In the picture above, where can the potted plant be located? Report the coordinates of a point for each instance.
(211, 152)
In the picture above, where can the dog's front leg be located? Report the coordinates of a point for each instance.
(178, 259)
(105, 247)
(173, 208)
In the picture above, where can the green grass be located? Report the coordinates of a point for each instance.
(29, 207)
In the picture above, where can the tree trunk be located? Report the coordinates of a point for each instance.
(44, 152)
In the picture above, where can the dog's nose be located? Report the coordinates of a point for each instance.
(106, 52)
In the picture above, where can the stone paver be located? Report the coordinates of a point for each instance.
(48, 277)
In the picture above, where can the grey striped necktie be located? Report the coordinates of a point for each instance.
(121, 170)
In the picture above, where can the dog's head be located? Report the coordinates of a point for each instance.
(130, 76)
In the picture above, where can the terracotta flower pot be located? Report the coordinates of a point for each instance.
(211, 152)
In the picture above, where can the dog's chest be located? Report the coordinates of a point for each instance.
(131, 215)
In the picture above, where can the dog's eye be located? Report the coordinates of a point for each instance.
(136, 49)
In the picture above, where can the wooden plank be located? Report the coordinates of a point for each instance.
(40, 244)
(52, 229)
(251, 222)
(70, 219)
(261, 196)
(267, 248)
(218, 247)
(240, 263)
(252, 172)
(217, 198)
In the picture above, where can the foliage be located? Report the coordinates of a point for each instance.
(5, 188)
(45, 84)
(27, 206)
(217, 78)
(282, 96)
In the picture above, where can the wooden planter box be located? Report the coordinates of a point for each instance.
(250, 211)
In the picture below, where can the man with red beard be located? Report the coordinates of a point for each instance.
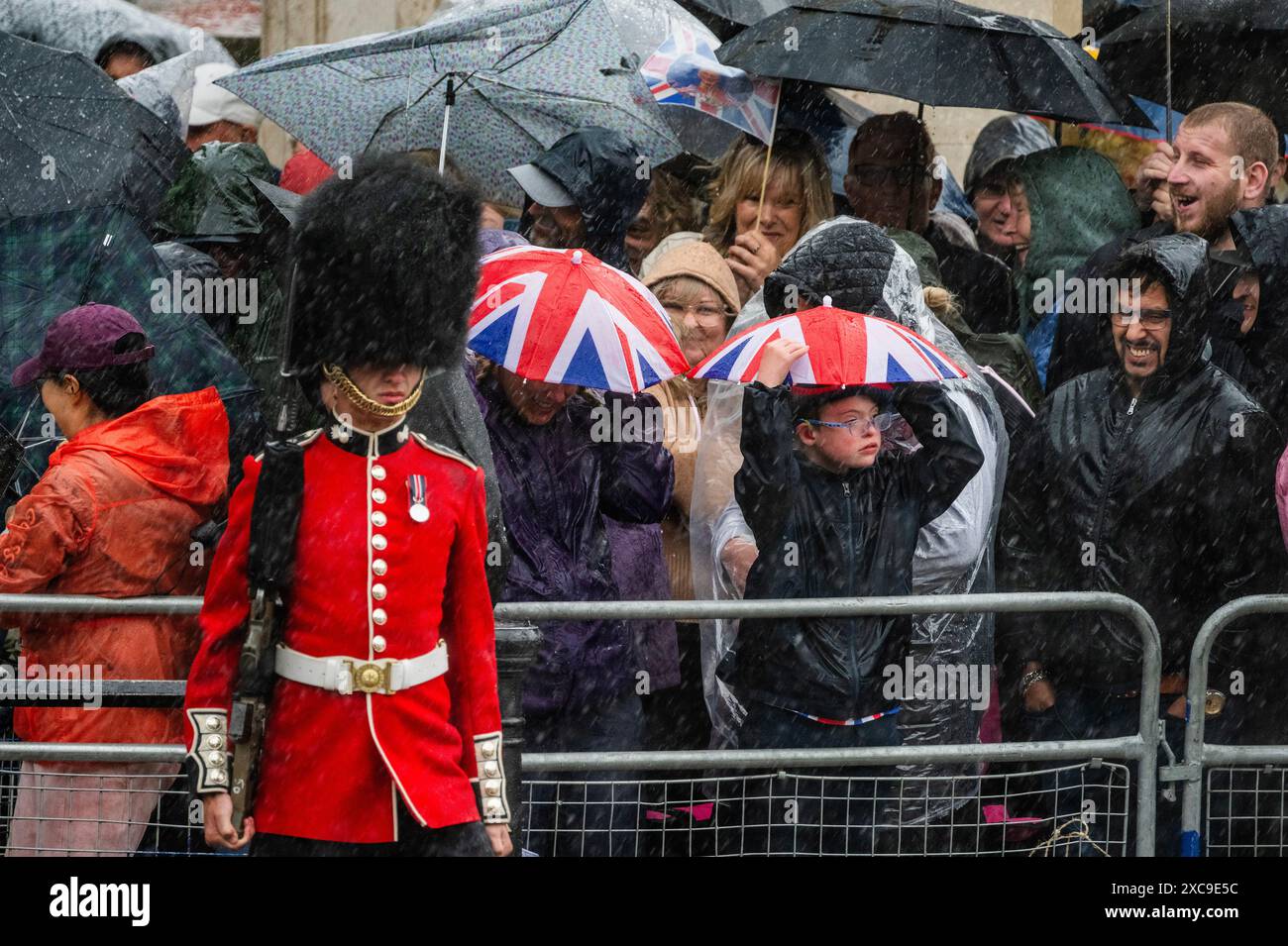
(1227, 158)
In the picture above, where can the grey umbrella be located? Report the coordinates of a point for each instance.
(522, 73)
(86, 26)
(932, 52)
(71, 138)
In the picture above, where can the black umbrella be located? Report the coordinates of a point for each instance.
(69, 138)
(934, 52)
(1222, 51)
(53, 263)
(742, 12)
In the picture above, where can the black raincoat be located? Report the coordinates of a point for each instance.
(601, 170)
(1166, 498)
(1258, 361)
(824, 534)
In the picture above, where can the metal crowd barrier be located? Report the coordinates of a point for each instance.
(1247, 793)
(743, 787)
(623, 812)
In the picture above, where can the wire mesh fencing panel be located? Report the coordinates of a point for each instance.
(97, 809)
(1245, 811)
(1073, 809)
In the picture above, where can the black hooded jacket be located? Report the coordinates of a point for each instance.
(1258, 361)
(828, 534)
(1166, 498)
(601, 171)
(832, 536)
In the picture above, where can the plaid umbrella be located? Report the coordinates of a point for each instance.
(53, 263)
(523, 72)
(71, 138)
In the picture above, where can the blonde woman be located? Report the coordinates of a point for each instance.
(755, 236)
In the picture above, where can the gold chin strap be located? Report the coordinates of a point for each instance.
(335, 374)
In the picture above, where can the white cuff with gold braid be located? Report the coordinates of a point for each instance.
(210, 748)
(487, 753)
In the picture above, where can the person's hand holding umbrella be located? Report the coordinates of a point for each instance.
(752, 257)
(1151, 190)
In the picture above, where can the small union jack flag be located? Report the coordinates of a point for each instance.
(684, 71)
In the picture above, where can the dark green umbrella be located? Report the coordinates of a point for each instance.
(53, 263)
(932, 52)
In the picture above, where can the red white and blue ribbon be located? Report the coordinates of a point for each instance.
(848, 722)
(684, 71)
(416, 490)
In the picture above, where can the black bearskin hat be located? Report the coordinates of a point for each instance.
(385, 267)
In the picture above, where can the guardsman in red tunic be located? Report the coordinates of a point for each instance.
(384, 718)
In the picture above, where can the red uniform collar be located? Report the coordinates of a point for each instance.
(366, 443)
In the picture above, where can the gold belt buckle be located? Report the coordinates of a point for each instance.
(372, 678)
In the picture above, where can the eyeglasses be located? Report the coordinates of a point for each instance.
(859, 425)
(708, 314)
(1149, 318)
(876, 175)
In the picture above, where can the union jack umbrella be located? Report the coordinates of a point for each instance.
(845, 348)
(565, 317)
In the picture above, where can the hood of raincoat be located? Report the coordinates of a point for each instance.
(863, 270)
(214, 200)
(599, 168)
(1077, 203)
(187, 261)
(178, 443)
(1263, 235)
(1003, 139)
(859, 266)
(156, 46)
(1180, 263)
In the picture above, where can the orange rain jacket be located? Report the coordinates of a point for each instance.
(114, 516)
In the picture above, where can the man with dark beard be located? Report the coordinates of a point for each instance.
(1227, 158)
(1147, 477)
(587, 189)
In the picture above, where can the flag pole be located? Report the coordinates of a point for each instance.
(769, 152)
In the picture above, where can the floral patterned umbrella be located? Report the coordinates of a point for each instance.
(523, 73)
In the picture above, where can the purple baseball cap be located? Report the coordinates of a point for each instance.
(84, 338)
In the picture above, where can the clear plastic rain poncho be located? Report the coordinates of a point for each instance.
(953, 553)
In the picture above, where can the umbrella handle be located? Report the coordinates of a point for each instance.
(450, 99)
(1168, 71)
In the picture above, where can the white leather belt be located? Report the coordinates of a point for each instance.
(347, 675)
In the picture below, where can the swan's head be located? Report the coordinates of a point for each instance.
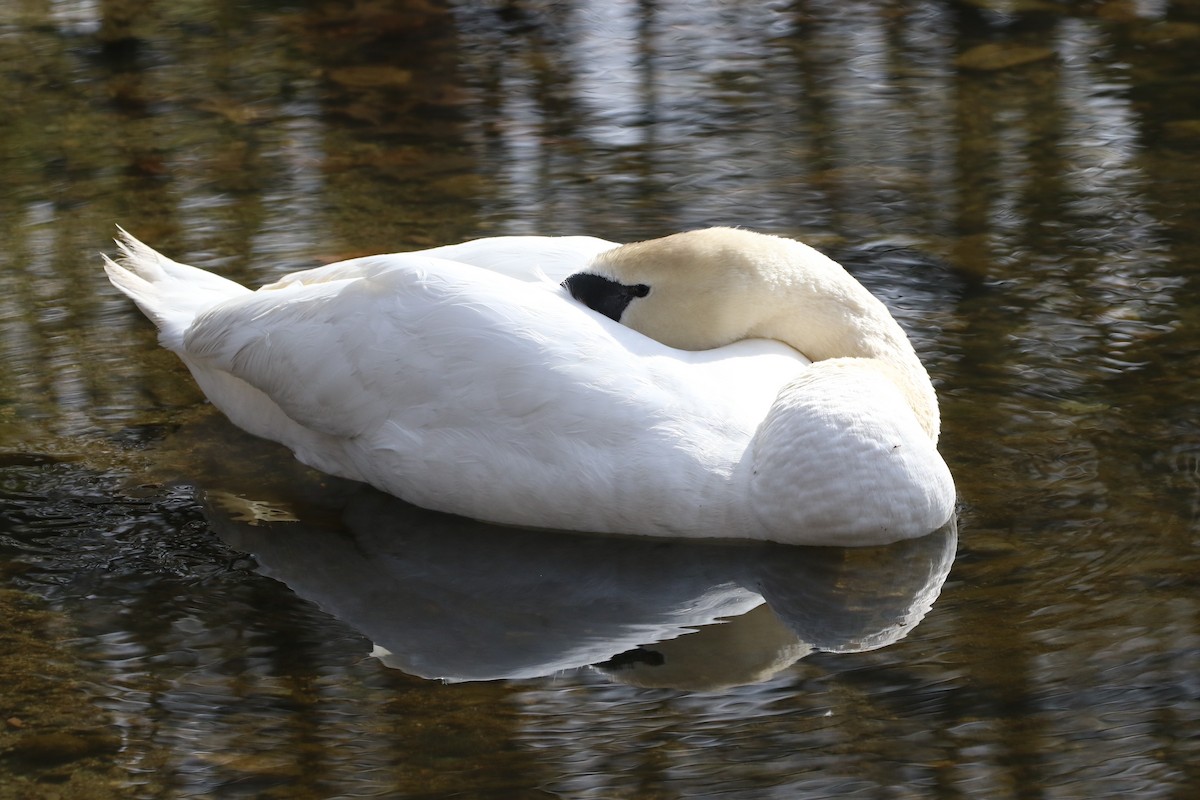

§ Task statement: Output the data above without changes, apart from leaving out the pictures.

§ Answer to this problem:
In the picture above, where can the potted plant be located? Report the coordinates of a point for each instance.
(211, 152)
In the picture above, where can the dog's front leg be located? Report the coordinates of a point for each instance.
(178, 259)
(105, 247)
(173, 208)
In the picture above, where can the green grass be located? Report the coordinates of a point for each instance.
(29, 207)
In the picture above, where can the tree trunk be located? Report the coordinates of a point for each instance.
(44, 152)
In the picture above, where can the dog's nose be located? Report the coordinates of a point for each instance.
(106, 52)
In the picture above, where can the stone paver be located? Report the coordinates of a point for each instance.
(48, 277)
In the picture above, where can the grey striped necktie be located? Report the coordinates of a point for each instance.
(121, 170)
In the picture above, where can the dog's head be located? Report the coordinates of a point for each instance.
(130, 76)
In the picture above, where can the terracotta flower pot be located? Report the coordinates of a point for each instance.
(211, 152)
In the picture above, where can the dog's chest be located? Report the coordinates of a point for each instance.
(131, 215)
In the picture above, where can the dog's eye be located? Report the coordinates of a point for each instance.
(136, 49)
In the picture above, where can the wooden plank be located? Report the coordinates of a point for each instance.
(40, 244)
(52, 229)
(251, 222)
(70, 219)
(261, 196)
(267, 248)
(218, 247)
(240, 263)
(252, 172)
(217, 198)
In the picture above, where can the foliage be located? Report the coordinates of a point for each instance.
(5, 188)
(45, 84)
(27, 206)
(217, 78)
(282, 96)
In the picture above, where can the wooden planter box be located? Report the coordinates of a point for each instance.
(250, 211)
In the picture below, where can the man with red beard be located? Report the coordinates of a point for each instance.
(1227, 158)
In the picture above, where can the grey umbrella be located? Report the coordinates of a point for each instance.
(522, 73)
(86, 26)
(932, 52)
(71, 138)
In the picture above, where can the black umbrella be located? Report the coordinates of a point for each instance.
(69, 138)
(934, 52)
(1222, 51)
(53, 263)
(742, 12)
In the picture above, where can the black raincoat be located? Report the coordinates of a point for each instance.
(601, 170)
(1166, 498)
(1258, 361)
(824, 534)
In the picture above, where can the metal crowd barrier be located? Report the coordinates of a point for each instance.
(1247, 793)
(743, 787)
(623, 812)
In the picture above, where can the wire mesh fencing panel be located? Report the coordinates of a point for each instance.
(97, 809)
(1245, 811)
(1073, 809)
In the picture above, where can the black hooded jacket be located? Report the coordinates of a point for each instance.
(1258, 361)
(828, 534)
(1166, 498)
(601, 171)
(832, 536)
In the picture above, where can the plaid umbrella be located? Report the coordinates of a point for each instance.
(53, 263)
(523, 72)
(71, 138)
In the picture above, where can the blonde woman be located? Report the coordinates of a point for each instance.
(755, 236)
In the picture above, where can the gold chin strap be located? Report the coordinates of a point for each instance.
(335, 374)
In the picture above, where can the white cuff with gold braid be located? Report the coordinates of a point for each instance.
(210, 748)
(487, 753)
In the picture above, where can the person's hand holding umbrella be located? Report the coordinates of a point for each instance.
(752, 257)
(1151, 190)
In the picture above, where can the small union jack flag be located? Report the coordinates of a point for each instance.
(684, 71)
In the picture above, where can the dark green umbrella be located? Report the coordinates of a point for each instance.
(53, 263)
(932, 52)
In the picture above, where can the red white and blue ribbon be located? Report the coordinates of a point for each instance.
(848, 722)
(684, 71)
(416, 490)
In the picture above, where can the black bearskin hat be located? Report the coordinates of a point for each instance.
(385, 267)
In the picture above, where can the guardsman in red tunic be located? Report the coordinates of a point for each instance.
(384, 718)
In the picture above, where can the red uniform collar be located? Report the coordinates of a point for each instance.
(366, 443)
In the picture above, where can the gold belt buckle be located? Report the coordinates of a point for each instance.
(372, 678)
In the picture above, where can the eyeglasses be located? Report the coordinates of a point for each instance.
(859, 425)
(708, 314)
(1149, 318)
(876, 175)
In the picture above, where can the union jack umbrella be located? Report the coordinates of a point for each instance.
(845, 348)
(565, 317)
In the picture above, where can the hood of raincoat be located? Report the coordinates of a point for each instance.
(863, 270)
(214, 200)
(599, 168)
(1077, 203)
(187, 261)
(178, 443)
(1263, 235)
(1003, 139)
(859, 266)
(156, 46)
(1180, 263)
In the picture above, where can the orange rain jacket be located? Report the coordinates of a point for each instance.
(114, 516)
In the picture above, where can the man with dark beard be located? Report the coordinates of a point for each instance.
(1227, 158)
(1147, 477)
(587, 189)
In the picture above, where can the flag pole be located? Report the coordinates of a point for each instance.
(769, 152)
In the picture above, where can the floral patterned umbrella be located? Report the coordinates of a point for each instance.
(523, 73)
In the picture above, where can the purple baseball cap be located? Report the coordinates of a point for each instance.
(84, 338)
In the picture above, where can the clear plastic rain poncho be located? Report the coordinates of a point for each instance.
(953, 553)
In the picture above, where can the umbrella handle be located? Report the coordinates of a point for each instance.
(450, 99)
(1168, 71)
In the picture above, where can the white leather belt be located? Report the coordinates of a point for each instance.
(347, 675)
In the picture below, where can the swan's head be located? Report the coordinates of a point for each instance.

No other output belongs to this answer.